··· STORED DATA ···

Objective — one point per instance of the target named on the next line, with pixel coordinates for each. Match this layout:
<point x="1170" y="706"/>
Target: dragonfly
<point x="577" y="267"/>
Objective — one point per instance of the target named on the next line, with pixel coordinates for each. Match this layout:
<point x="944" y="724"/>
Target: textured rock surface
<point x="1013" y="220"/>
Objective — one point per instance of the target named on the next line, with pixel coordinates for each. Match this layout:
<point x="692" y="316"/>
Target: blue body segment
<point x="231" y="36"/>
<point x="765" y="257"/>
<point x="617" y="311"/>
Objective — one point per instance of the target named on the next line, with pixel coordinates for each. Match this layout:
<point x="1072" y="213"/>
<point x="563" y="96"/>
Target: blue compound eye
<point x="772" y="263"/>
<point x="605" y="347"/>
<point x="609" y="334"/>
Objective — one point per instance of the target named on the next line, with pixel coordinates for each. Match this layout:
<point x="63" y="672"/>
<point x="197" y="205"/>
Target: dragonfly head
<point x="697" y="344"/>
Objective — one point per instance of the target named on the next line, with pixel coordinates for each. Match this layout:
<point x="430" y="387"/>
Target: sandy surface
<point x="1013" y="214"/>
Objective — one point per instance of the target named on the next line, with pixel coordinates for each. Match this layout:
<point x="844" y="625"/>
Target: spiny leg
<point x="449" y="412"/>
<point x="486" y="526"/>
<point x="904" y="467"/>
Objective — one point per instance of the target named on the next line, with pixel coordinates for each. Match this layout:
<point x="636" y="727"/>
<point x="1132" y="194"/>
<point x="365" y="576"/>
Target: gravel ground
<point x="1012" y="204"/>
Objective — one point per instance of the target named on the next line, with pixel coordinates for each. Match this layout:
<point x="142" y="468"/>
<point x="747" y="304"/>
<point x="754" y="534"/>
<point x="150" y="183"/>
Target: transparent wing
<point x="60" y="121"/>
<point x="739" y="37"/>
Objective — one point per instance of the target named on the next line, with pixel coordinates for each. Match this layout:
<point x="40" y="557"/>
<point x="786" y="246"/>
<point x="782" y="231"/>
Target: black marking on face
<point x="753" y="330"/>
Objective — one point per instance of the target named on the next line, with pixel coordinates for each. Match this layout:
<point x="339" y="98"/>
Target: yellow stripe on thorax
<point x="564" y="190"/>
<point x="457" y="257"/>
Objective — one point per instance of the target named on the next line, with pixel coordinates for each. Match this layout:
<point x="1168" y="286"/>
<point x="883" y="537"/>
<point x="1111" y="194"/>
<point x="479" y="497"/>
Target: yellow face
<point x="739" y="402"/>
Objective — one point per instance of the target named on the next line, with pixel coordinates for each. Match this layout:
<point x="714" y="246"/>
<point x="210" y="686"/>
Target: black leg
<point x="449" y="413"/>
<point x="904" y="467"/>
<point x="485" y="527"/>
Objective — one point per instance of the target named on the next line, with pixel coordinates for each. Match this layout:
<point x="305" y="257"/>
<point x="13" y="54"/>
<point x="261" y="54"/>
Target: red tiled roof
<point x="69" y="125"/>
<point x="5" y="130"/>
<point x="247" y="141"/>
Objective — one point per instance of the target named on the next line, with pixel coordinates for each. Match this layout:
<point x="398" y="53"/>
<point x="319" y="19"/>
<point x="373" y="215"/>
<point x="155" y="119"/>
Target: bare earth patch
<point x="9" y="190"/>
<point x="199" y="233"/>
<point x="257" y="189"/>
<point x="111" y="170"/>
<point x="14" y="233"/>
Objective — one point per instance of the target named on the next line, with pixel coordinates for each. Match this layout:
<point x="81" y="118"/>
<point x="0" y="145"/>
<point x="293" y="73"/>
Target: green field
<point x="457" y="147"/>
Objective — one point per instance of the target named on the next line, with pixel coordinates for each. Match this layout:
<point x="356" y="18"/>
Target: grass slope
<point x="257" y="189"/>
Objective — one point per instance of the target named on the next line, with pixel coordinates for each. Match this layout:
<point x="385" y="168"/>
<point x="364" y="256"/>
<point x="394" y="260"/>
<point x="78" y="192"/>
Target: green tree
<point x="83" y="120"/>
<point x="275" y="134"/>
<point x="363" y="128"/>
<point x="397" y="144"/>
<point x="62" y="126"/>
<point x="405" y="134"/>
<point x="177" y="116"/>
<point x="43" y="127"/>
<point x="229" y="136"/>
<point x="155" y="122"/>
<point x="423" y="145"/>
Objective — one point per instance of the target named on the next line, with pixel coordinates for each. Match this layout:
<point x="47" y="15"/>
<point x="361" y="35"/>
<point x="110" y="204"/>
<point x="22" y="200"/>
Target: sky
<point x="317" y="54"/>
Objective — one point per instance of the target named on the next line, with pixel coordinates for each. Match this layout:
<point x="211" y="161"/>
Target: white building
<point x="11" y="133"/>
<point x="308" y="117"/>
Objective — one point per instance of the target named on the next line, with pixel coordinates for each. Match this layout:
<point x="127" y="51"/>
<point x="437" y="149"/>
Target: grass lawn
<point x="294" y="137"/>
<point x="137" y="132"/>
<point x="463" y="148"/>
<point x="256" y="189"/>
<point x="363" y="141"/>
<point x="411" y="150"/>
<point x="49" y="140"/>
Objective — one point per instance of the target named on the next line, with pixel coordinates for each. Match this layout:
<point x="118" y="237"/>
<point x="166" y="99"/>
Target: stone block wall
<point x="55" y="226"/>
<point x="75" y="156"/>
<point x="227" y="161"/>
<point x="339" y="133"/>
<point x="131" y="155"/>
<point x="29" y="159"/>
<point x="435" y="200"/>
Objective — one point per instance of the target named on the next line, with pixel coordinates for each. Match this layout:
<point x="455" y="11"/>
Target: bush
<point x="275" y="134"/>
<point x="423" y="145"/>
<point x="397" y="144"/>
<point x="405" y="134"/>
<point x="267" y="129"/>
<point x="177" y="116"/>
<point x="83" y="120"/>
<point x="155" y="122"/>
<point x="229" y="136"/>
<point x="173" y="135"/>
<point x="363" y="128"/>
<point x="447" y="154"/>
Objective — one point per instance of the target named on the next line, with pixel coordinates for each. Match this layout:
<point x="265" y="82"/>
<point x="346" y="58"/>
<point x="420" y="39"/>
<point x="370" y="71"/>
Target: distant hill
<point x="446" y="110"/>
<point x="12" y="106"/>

···

EXERCISE BRIEF:
Identify each line in the data above that contains the string "surface", matching case exactly, and copy those lines.

RESPONSE TO THIS EXERCISE:
Target: textured rock surface
Target: sandy surface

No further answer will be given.